**Fragmento del documento:**
"""

Pablo Salvador Coderch

Es excelente, una de las dos o tres mejores del mundo, pero no la busque en ningún mapa, pues no la encontraría. En Yo soy Charlotte Simmons (I am Charlotte Simmons), editada próximamente en español, el escritor y periodista Tom Wolfe cuenta la iniciación a la vida de una chica lista en la Universidad de Dupont, trasunto fantástico de cualquiera de los 10 o 12 centros de élite que los norteamericanos miman más que a sus propios hijos y que los universitarios europeos miran con el color pálido del asombro desteñido por la envidia. El college norteamericano es el equivalente a nuestra licenciatura corta de cuatro años, con la diferencia esencial de que sus estudiantes viven en el campus para, tras graduarse, entrar en el mercado laboral o seguir un segundo ciclo de graduate studies. El genio de la enseñanza universitaria en Estados Unidos reside en esa estudiada sucesión de ciclos académicos basada, a partes iguales, en el mérito individual y en el privilegio social. Charlotte Simmons llega a Dupont por sus merecimientos: no habría podido hacerlo de otro modo, pues es pobre y los costes de la matrícula, residencia y gastos en universidades de esa liga superan los 40.000 dólares por curso.

"""

**Tareas del ejercicio:**
- a) Según el fragmento sobre la universidad de élite norteamericana, ¿cuánto cuestan por curso la matrícula, la residencia y los gastos en universidades de esa liga?
- b) Extrae de las filas todas las líneas que contengan la palabra "paved".
El fragmento no tiene ninguna relación con las filas.

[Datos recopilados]
"""

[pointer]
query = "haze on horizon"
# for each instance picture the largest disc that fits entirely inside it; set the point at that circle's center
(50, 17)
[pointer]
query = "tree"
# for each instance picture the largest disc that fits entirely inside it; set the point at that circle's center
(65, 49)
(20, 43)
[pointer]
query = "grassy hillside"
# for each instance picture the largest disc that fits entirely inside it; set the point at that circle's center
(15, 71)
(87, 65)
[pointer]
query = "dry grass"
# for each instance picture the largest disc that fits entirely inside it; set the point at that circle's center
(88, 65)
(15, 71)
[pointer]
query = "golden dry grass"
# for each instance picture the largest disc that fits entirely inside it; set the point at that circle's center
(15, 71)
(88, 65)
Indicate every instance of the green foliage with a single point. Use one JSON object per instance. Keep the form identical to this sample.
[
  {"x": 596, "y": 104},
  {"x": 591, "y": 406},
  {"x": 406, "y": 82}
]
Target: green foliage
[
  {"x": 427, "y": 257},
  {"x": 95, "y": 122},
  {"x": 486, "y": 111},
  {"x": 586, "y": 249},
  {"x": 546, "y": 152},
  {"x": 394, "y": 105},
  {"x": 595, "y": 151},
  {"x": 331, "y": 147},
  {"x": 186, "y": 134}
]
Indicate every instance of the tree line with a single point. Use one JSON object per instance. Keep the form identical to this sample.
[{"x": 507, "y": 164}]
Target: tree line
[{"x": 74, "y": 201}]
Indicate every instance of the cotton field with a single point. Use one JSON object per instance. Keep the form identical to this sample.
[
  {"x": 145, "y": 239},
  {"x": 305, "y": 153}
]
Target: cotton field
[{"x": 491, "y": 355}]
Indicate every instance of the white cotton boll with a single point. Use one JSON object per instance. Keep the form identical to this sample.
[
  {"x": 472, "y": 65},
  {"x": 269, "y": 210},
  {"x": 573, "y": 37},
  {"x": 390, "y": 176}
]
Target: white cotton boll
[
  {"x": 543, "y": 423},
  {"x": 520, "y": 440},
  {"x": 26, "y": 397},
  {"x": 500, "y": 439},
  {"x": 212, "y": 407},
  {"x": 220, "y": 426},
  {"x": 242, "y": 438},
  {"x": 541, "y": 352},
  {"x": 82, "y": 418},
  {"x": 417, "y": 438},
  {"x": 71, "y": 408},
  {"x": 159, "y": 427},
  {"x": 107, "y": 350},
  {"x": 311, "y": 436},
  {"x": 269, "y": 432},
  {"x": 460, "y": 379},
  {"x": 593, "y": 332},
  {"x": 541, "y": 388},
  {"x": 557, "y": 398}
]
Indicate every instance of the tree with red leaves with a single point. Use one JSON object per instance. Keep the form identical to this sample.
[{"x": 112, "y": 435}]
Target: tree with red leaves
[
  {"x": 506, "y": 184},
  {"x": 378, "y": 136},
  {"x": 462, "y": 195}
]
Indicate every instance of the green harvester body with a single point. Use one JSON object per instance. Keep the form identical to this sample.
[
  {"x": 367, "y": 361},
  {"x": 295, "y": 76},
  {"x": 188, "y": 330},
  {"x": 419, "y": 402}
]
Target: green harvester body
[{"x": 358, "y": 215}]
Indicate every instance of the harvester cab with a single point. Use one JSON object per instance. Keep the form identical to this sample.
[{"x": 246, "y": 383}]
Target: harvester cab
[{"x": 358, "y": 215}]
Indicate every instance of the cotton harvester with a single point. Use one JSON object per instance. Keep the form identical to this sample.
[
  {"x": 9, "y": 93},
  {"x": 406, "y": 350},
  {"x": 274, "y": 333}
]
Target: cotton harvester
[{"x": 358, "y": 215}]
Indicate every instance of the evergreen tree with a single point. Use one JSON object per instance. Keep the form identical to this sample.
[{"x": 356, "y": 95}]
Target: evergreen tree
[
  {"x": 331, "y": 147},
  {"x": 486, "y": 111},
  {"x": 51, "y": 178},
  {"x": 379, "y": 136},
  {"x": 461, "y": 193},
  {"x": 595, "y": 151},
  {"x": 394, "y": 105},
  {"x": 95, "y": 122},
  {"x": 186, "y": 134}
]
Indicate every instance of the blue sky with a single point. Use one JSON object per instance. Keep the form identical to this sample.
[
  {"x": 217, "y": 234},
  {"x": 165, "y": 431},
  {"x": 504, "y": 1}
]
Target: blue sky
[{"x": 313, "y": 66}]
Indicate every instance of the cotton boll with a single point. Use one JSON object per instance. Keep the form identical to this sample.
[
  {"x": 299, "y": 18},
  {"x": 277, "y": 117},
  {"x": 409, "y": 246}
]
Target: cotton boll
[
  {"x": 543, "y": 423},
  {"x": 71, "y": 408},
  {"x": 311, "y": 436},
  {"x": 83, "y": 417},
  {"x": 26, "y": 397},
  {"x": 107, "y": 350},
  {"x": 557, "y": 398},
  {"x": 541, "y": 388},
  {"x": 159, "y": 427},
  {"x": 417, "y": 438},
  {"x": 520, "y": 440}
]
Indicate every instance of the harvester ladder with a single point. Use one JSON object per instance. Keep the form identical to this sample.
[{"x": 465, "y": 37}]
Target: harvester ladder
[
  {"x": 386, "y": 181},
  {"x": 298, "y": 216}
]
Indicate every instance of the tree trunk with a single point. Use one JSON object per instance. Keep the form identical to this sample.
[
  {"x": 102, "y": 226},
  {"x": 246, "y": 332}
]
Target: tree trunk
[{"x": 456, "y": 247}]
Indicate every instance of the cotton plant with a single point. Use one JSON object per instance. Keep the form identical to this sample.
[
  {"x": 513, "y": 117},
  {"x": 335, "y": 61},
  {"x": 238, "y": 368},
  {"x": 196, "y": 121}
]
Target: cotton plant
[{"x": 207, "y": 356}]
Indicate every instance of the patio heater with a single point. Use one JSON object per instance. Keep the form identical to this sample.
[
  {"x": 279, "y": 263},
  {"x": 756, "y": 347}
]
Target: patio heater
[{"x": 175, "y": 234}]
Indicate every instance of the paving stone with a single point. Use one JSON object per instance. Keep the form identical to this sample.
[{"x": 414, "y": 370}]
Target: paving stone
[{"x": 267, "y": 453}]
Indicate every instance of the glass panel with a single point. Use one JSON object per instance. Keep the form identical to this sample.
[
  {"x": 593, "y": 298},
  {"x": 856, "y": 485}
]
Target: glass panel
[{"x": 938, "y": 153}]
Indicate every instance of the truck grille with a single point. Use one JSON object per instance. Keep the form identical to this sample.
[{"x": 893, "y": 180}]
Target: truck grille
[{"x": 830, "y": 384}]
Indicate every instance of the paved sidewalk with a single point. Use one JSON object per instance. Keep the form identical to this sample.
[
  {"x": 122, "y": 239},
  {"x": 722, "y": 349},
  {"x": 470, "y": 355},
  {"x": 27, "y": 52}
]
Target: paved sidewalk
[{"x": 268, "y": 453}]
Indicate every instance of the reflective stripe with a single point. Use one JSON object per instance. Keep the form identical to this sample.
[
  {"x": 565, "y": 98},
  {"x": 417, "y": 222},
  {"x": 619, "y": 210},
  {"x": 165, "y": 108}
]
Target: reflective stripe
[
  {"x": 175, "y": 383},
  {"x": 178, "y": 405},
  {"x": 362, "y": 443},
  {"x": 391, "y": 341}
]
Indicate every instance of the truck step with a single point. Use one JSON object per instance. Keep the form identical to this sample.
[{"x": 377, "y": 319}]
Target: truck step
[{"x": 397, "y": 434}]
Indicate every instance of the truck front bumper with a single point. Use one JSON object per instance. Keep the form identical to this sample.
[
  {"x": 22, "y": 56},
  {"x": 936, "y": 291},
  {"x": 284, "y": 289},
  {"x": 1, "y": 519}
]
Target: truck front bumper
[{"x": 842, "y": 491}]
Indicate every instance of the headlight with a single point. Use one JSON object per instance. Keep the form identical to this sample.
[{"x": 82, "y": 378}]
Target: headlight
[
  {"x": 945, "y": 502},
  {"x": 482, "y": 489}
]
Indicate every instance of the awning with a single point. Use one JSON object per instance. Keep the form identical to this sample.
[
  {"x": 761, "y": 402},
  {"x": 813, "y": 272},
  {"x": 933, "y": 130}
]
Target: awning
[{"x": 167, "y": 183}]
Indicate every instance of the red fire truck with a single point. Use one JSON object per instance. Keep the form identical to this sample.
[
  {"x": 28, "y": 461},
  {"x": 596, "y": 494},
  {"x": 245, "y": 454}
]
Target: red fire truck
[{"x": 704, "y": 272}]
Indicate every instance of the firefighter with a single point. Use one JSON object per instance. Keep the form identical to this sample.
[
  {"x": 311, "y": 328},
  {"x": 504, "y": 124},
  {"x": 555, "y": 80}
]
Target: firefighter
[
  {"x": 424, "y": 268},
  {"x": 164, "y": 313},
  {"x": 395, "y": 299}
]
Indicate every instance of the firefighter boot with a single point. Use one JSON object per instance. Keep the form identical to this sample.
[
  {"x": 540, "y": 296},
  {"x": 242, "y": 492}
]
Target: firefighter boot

"""

**Respuestas completas:**
- a) Superan los 40.000 dólares por curso.

- b)
Indicate every instance of the paved sidewalk with a single point. Use one JSON object per instance. Keep the form identical to this sample.
Target: paved sidewalk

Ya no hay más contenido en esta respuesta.